EXERCISE INSTRUCTIONS:
Change "top-left corner" to "upper-left corner" in every one of the items below, and write out all of their lines again with nothing else altered.

DATA FOR THIS TASK:

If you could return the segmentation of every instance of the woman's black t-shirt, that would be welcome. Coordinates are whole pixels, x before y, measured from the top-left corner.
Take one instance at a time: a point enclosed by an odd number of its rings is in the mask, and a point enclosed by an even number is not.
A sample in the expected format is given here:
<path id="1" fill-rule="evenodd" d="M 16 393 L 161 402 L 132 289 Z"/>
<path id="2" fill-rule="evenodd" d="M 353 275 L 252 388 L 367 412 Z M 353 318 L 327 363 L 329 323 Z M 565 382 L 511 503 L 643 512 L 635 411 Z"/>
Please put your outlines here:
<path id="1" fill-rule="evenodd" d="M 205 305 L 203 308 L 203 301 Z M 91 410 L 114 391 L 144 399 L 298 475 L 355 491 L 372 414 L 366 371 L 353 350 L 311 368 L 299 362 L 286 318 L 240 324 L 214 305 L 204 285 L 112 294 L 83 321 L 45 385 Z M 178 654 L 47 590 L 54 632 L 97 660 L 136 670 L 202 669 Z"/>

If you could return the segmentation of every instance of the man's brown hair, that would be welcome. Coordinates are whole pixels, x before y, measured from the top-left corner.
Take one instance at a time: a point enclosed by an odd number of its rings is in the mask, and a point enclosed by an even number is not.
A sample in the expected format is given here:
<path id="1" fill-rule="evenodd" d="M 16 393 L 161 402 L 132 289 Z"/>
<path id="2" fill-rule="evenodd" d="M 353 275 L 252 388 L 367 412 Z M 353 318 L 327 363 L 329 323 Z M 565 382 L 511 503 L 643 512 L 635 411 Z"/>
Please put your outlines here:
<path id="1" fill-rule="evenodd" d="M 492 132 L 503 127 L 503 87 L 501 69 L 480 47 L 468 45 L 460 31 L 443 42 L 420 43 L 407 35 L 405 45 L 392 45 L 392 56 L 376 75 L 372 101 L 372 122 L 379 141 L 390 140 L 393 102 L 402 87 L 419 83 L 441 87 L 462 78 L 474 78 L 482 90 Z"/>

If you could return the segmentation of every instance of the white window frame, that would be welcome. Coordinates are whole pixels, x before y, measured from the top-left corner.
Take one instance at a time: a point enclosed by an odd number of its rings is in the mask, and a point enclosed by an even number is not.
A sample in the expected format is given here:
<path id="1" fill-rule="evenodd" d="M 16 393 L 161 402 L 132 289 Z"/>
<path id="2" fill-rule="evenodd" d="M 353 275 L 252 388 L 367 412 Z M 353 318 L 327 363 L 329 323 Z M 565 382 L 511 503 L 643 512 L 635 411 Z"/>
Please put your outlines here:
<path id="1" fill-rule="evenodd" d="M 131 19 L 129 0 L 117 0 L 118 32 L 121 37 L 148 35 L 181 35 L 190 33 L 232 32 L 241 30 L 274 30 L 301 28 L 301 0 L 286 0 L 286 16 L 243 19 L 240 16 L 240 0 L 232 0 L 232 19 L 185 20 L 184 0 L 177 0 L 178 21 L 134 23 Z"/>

WRITTEN SOLUTION:
If you could return the segmentation of every instance of the woman's black t-shirt, that would be welcome. Coordinates are whole pixels, x before y, measured from the upper-left corner.
Take one instance at a time: a point enclosed by an odd number of its rings is in the mask, and a point enclosed by an even number is not.
A sample in the expected format is given here:
<path id="1" fill-rule="evenodd" d="M 16 393 L 161 402 L 132 289 Z"/>
<path id="2" fill-rule="evenodd" d="M 353 275 L 252 388 L 367 412 Z M 353 318 L 327 363 L 329 323 Z M 565 382 L 511 503 L 643 512 L 635 411 Z"/>
Please put your outlines here:
<path id="1" fill-rule="evenodd" d="M 205 305 L 203 308 L 203 301 Z M 91 410 L 114 391 L 144 399 L 298 475 L 355 491 L 372 414 L 366 371 L 353 350 L 311 368 L 299 362 L 286 318 L 240 324 L 214 305 L 204 285 L 112 294 L 83 321 L 45 385 Z M 178 654 L 47 590 L 54 632 L 97 660 L 136 670 L 202 669 Z"/>

If you could return the segmentation of every instance of the man's brown hair, that would be welcome. Coordinates are whole pixels, x before y, measured from the upper-left corner.
Take one instance at a time: a point enclosed by an odd number of its rings is in the mask, and a point enclosed by an even number is not.
A sample in the expected format is given here:
<path id="1" fill-rule="evenodd" d="M 16 393 L 161 402 L 132 289 Z"/>
<path id="2" fill-rule="evenodd" d="M 353 275 L 252 388 L 367 412 Z M 353 318 L 327 363 L 329 323 Z M 565 382 L 511 503 L 643 512 L 635 411 Z"/>
Please put your outlines here:
<path id="1" fill-rule="evenodd" d="M 492 132 L 503 127 L 503 87 L 501 69 L 480 47 L 468 45 L 460 31 L 443 42 L 420 43 L 407 35 L 405 45 L 392 45 L 392 56 L 376 75 L 372 101 L 372 122 L 379 141 L 390 140 L 393 102 L 402 87 L 419 83 L 441 87 L 462 78 L 474 78 L 482 90 Z"/>

If you could return the segmentation of every instance of the white window frame, that would be welcome. Coordinates are whole pixels, x before y, measured from the upper-left corner.
Take one instance at a time: a point enclosed by an odd number of its rings is in the mask, and a point enclosed by an even number is not.
A sample in the expected format is given here:
<path id="1" fill-rule="evenodd" d="M 16 393 L 161 402 L 132 289 Z"/>
<path id="2" fill-rule="evenodd" d="M 353 275 L 252 388 L 367 412 Z M 353 318 L 327 363 L 329 323 Z M 565 382 L 511 503 L 643 512 L 635 411 Z"/>
Please put your outlines here:
<path id="1" fill-rule="evenodd" d="M 131 19 L 129 0 L 117 0 L 118 32 L 121 37 L 148 35 L 181 35 L 190 33 L 232 32 L 241 30 L 274 30 L 301 28 L 301 0 L 286 0 L 286 16 L 243 19 L 240 16 L 240 0 L 232 0 L 232 19 L 185 20 L 184 0 L 177 0 L 178 21 L 134 23 Z"/>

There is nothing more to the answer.